## Text
--- START ---
# St Andrews Dock, Hull



## tomlee85 (Nov 15, 2009)

Hi there people, I am a student doing a degree in film making and I'm making a short do***entary about the St Andrews dock area in Hull. I'm looking for stories, pictures, videos, old memories you might want to share. 

I really want to know what it was like to work in such a place, wether you worked on the dock itself or if you worked on the trawlers, what were the people like, how do you compare it to present day ect, If you were present when they filled in the dock what were your feelings.
Any help you could offer me would be much appreciated.

Kind regards

Tom Lee

Send me a private message to make contact


----------



## K urgess (Aug 14, 2006)

Welcome aboard from East Yorkshire, Tom.
Stand by for a few comments about the destruction of the Hull fishing industry.
Find your way around and get to know the crew.
Have a good voyage.


----------



## snacker (Oct 12, 2007)

Hi Tom Check out my web site www.trawlerman.piczo.com hope this helps all you want to know is there regards Ian


----------



## david freeman (Jan 26, 2006)
--- END ---
## Short exercise 1
In the thread about St Andrews Dock in Hull, what degree is Tom Lee studying for?
The thread and the records are unrelated to each other.

## Records for the exercise
--- START ---
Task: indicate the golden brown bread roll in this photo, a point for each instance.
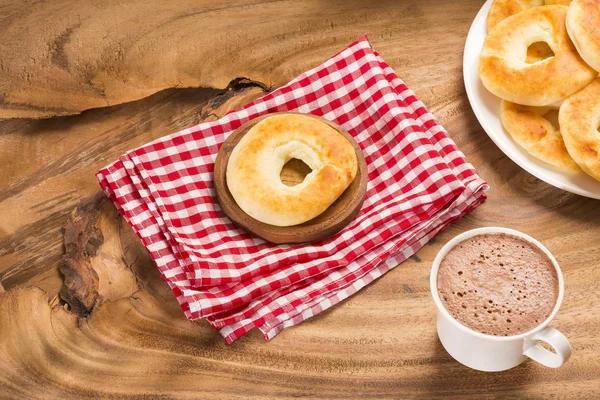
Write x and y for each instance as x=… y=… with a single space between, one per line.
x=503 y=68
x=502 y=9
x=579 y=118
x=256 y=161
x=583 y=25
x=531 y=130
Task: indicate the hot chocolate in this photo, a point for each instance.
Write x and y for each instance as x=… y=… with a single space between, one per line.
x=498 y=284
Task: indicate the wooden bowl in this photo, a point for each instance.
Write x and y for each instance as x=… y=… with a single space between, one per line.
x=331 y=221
--- END ---
--- START ---
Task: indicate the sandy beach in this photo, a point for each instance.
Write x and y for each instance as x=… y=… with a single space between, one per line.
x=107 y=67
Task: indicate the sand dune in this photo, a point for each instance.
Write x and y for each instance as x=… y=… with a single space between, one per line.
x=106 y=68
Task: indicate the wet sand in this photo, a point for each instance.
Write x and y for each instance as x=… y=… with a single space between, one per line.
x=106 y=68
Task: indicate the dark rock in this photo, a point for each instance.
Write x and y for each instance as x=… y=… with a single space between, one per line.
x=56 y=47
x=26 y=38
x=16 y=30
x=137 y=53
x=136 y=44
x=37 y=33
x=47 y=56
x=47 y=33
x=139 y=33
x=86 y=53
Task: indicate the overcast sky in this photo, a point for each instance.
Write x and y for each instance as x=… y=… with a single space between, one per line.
--- END ---
--- START ---
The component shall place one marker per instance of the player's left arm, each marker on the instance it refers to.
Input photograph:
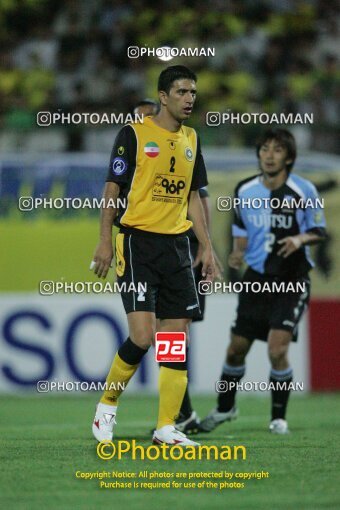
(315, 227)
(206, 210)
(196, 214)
--- END ---
## Short exercise 2
Write out the records, everything from the line that contains "Task: indicate the golden" down to the line that contains "x=331 y=221", both included. Leave the pictures out of your copy.

## Task output 1
A degree in film making.

## Task output 2
Task: indicate the golden brown bread roll in this photo, a point for each instance.
Write x and y for each instance as x=… y=… with a single space between, one per line.
x=503 y=68
x=502 y=9
x=579 y=118
x=256 y=161
x=583 y=25
x=531 y=130
Task: indicate the hot chocolate in this photo, a point for each instance.
Write x and y for each instance as x=… y=… with a single space between, one per line.
x=498 y=284
Task: indicate the wooden bowl in this photo, a point for each instance.
Write x and y for each instance as x=… y=… with a single space between, one per line.
x=331 y=221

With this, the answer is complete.